Work to do
Reproduce verbatim only the lines from the one containing "The endpoint marks every instance of the panda's black eye" through the last line below, both included.

Material provided
****************************************

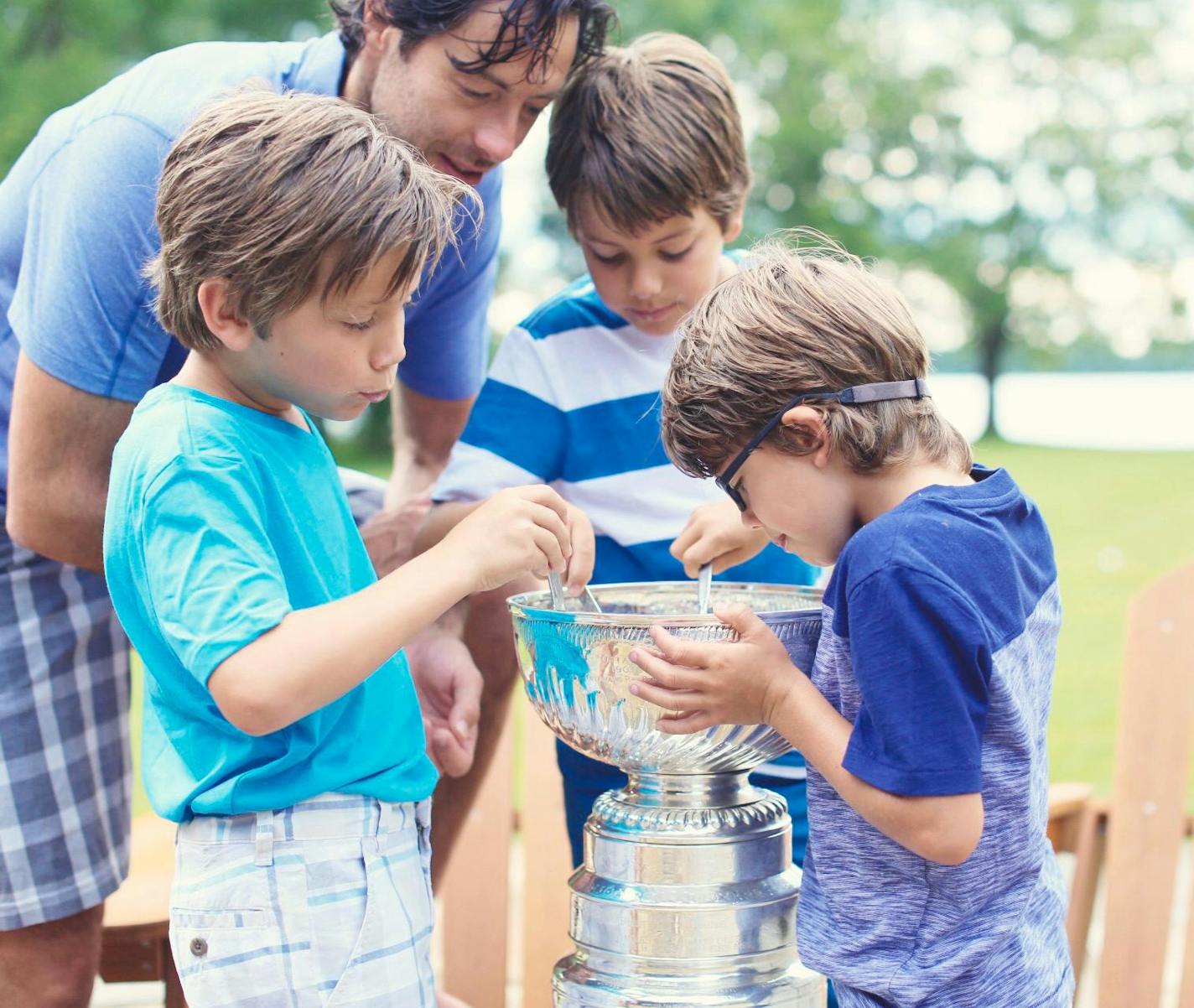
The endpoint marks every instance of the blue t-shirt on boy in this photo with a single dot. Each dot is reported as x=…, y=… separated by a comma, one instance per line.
x=938, y=638
x=221, y=520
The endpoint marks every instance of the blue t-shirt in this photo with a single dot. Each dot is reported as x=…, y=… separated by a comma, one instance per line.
x=221, y=520
x=76, y=225
x=938, y=639
x=572, y=399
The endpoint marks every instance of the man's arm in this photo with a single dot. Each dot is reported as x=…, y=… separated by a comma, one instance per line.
x=60, y=453
x=424, y=431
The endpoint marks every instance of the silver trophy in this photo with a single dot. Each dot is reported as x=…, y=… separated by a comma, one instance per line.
x=687, y=895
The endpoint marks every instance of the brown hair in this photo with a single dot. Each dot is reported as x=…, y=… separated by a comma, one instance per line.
x=270, y=189
x=648, y=132
x=797, y=320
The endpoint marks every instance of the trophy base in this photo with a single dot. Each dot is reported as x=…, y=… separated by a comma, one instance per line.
x=687, y=898
x=584, y=980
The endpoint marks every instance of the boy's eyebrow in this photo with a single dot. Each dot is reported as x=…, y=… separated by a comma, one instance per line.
x=683, y=230
x=594, y=239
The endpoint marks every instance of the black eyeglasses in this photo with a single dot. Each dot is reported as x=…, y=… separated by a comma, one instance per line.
x=875, y=392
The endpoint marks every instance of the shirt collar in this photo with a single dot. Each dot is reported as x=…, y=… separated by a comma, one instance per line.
x=319, y=67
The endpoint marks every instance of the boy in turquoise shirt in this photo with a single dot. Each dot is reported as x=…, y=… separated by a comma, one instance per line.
x=282, y=729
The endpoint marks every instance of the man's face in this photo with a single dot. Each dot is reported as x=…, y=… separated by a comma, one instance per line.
x=465, y=123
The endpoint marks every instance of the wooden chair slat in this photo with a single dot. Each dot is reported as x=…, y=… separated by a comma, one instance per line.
x=1148, y=817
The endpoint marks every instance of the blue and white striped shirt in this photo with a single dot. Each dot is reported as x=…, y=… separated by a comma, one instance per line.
x=572, y=400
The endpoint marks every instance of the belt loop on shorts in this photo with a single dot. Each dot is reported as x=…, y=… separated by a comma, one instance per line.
x=388, y=823
x=264, y=839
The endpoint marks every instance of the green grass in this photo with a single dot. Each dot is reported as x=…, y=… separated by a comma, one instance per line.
x=1119, y=520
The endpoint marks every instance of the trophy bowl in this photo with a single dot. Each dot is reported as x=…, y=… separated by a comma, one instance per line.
x=577, y=670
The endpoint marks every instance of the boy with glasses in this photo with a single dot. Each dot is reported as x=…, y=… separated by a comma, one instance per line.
x=929, y=881
x=646, y=158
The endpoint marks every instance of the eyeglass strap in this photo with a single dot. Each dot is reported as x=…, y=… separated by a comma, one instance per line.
x=883, y=391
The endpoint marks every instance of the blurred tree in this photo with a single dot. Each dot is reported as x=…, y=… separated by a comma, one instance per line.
x=1036, y=157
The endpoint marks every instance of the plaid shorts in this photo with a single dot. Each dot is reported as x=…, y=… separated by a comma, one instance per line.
x=323, y=904
x=66, y=777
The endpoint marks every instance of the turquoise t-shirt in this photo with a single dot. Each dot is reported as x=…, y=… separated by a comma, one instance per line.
x=221, y=520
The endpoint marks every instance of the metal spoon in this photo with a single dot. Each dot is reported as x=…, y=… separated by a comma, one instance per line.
x=563, y=602
x=703, y=588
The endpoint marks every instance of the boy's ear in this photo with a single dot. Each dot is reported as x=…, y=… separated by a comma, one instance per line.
x=734, y=226
x=221, y=317
x=808, y=428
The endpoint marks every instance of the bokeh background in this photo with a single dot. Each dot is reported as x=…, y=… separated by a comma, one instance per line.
x=1022, y=171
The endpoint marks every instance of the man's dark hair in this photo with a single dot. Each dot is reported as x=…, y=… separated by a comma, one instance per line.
x=527, y=27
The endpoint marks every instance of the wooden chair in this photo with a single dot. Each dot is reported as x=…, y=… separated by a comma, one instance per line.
x=1134, y=839
x=137, y=917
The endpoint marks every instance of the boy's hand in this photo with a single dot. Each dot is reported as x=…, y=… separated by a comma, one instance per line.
x=517, y=531
x=584, y=551
x=701, y=684
x=715, y=534
x=449, y=688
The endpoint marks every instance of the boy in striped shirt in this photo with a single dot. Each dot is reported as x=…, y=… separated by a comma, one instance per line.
x=646, y=158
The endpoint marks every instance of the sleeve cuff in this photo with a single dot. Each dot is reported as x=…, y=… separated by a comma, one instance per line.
x=912, y=782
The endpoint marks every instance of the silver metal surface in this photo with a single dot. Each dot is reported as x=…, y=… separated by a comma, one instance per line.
x=703, y=588
x=687, y=895
x=577, y=670
x=563, y=602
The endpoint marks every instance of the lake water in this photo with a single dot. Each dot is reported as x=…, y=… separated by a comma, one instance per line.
x=1137, y=411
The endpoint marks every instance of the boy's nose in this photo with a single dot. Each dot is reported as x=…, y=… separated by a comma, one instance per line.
x=645, y=283
x=391, y=348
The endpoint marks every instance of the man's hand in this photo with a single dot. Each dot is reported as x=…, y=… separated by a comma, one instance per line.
x=701, y=684
x=715, y=534
x=389, y=534
x=449, y=688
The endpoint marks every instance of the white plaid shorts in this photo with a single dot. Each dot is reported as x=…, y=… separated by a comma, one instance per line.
x=319, y=906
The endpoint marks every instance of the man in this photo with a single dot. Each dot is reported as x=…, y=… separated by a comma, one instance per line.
x=79, y=346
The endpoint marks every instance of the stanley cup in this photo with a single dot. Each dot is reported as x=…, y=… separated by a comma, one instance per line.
x=687, y=895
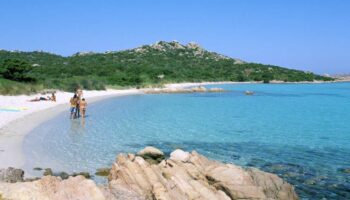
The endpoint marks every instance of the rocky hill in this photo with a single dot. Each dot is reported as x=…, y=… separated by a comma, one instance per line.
x=162, y=62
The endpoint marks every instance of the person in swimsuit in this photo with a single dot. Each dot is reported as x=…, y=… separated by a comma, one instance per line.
x=82, y=106
x=73, y=106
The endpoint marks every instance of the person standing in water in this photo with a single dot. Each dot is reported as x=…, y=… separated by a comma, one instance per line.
x=73, y=106
x=82, y=106
x=79, y=93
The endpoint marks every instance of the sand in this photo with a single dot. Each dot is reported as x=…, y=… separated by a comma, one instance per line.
x=15, y=125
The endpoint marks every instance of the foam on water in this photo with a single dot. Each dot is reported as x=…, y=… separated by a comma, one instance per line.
x=299, y=131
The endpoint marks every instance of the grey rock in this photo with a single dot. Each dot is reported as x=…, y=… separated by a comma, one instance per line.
x=11, y=175
x=48, y=172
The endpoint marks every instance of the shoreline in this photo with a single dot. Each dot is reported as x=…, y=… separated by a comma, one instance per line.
x=13, y=131
x=15, y=126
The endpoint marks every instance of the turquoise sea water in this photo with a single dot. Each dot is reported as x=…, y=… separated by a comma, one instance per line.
x=299, y=131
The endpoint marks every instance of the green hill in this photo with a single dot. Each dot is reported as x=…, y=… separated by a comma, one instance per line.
x=162, y=62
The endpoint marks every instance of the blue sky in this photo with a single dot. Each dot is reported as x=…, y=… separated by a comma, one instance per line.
x=310, y=35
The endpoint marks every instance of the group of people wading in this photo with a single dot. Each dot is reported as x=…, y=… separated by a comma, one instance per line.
x=78, y=105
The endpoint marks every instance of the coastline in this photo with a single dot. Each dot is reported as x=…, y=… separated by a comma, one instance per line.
x=15, y=126
x=13, y=129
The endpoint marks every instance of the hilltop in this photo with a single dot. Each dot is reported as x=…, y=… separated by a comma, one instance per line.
x=156, y=64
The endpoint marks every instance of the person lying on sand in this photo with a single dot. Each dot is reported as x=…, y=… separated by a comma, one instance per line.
x=53, y=97
x=82, y=107
x=39, y=99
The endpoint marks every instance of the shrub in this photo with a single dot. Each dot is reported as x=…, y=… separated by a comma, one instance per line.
x=17, y=70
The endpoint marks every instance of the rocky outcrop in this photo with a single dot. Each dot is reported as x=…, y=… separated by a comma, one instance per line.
x=183, y=176
x=11, y=175
x=192, y=176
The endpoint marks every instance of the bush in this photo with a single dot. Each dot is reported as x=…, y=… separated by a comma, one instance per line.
x=17, y=70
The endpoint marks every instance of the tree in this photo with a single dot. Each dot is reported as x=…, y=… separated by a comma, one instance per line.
x=17, y=70
x=267, y=77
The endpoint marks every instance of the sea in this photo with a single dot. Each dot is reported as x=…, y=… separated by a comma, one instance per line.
x=301, y=132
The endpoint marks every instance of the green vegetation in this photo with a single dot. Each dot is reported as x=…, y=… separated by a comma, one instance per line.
x=163, y=62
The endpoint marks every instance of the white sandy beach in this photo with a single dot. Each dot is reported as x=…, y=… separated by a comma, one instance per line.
x=15, y=125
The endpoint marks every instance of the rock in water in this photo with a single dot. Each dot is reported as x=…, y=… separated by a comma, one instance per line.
x=151, y=154
x=48, y=172
x=179, y=155
x=102, y=171
x=11, y=175
x=196, y=178
x=183, y=176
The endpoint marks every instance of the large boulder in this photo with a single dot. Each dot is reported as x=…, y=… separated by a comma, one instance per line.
x=183, y=176
x=151, y=154
x=192, y=176
x=179, y=155
x=11, y=175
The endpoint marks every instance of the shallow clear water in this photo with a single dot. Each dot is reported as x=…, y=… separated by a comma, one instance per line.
x=299, y=131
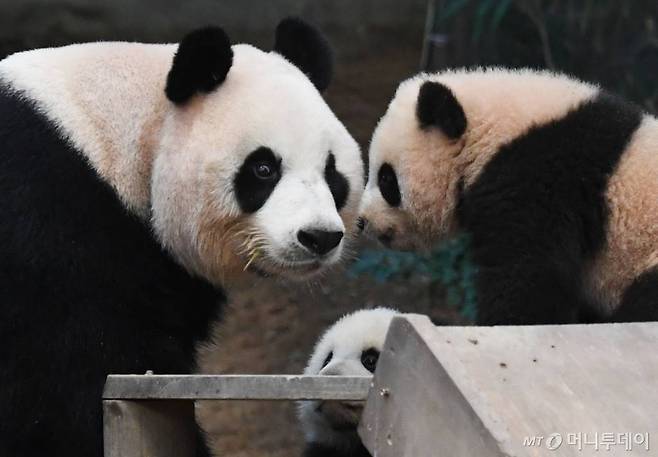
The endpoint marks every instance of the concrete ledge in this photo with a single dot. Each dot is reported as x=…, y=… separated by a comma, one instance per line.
x=514, y=391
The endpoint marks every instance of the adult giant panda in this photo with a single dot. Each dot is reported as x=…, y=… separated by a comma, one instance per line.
x=555, y=181
x=135, y=181
x=350, y=347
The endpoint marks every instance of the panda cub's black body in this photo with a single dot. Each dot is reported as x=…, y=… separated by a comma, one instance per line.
x=554, y=180
x=122, y=214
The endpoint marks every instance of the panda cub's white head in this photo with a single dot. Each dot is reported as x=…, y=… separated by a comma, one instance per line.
x=438, y=133
x=350, y=347
x=254, y=171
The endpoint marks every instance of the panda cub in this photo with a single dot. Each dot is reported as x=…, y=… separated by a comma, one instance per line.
x=350, y=347
x=138, y=180
x=554, y=180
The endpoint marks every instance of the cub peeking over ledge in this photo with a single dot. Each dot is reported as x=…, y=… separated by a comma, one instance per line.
x=135, y=181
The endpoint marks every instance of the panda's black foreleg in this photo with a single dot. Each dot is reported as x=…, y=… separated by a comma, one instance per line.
x=526, y=293
x=640, y=300
x=202, y=443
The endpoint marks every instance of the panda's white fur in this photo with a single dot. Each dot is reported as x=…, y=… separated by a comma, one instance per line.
x=500, y=106
x=495, y=102
x=345, y=340
x=174, y=164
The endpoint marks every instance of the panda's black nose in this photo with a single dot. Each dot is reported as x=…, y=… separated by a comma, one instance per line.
x=319, y=242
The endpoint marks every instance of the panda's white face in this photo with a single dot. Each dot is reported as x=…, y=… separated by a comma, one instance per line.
x=256, y=175
x=436, y=136
x=350, y=347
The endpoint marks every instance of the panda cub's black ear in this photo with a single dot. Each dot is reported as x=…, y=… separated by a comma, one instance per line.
x=438, y=107
x=307, y=49
x=201, y=63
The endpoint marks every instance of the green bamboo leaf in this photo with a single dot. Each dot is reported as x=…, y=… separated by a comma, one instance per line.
x=480, y=16
x=452, y=8
x=499, y=13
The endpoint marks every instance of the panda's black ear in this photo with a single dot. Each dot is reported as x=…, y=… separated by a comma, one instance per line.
x=201, y=63
x=438, y=107
x=306, y=48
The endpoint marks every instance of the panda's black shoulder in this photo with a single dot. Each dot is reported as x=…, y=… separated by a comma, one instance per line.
x=69, y=247
x=556, y=172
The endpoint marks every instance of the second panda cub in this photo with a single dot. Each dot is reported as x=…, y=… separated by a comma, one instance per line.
x=350, y=347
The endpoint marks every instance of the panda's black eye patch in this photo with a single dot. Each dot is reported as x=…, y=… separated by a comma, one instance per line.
x=337, y=183
x=388, y=185
x=327, y=359
x=256, y=179
x=369, y=359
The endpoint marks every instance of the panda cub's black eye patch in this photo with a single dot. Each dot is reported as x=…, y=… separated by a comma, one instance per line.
x=337, y=183
x=328, y=359
x=256, y=179
x=388, y=185
x=369, y=359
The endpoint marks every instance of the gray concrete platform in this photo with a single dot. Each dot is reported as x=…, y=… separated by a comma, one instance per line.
x=514, y=391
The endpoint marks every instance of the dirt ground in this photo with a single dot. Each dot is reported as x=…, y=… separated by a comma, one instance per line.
x=271, y=328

****************************************

Problem solution
The endpoint marks every instance of the panda's black eye patch in this photo with a single dot. Each dot is reported as x=…, y=… separated by a comma, one instance per line.
x=337, y=183
x=388, y=185
x=327, y=359
x=256, y=179
x=369, y=359
The endpoint marks every instance of the panda cub's black eye patch in this photo with a single dot. Each dot is reported as x=…, y=… separated by a comma, one instance per line.
x=337, y=183
x=328, y=359
x=256, y=179
x=388, y=185
x=369, y=359
The endpoint marks every instance of the gray concrete platform in this photo with a single dot. Each dot is reported as x=…, y=… separated by a comma, one instance per line.
x=514, y=391
The endpoint marks every instance of the dirt ground in this photo with a single dot. Each dot is reported as x=…, y=… separated by a comma, one instance per line.
x=271, y=328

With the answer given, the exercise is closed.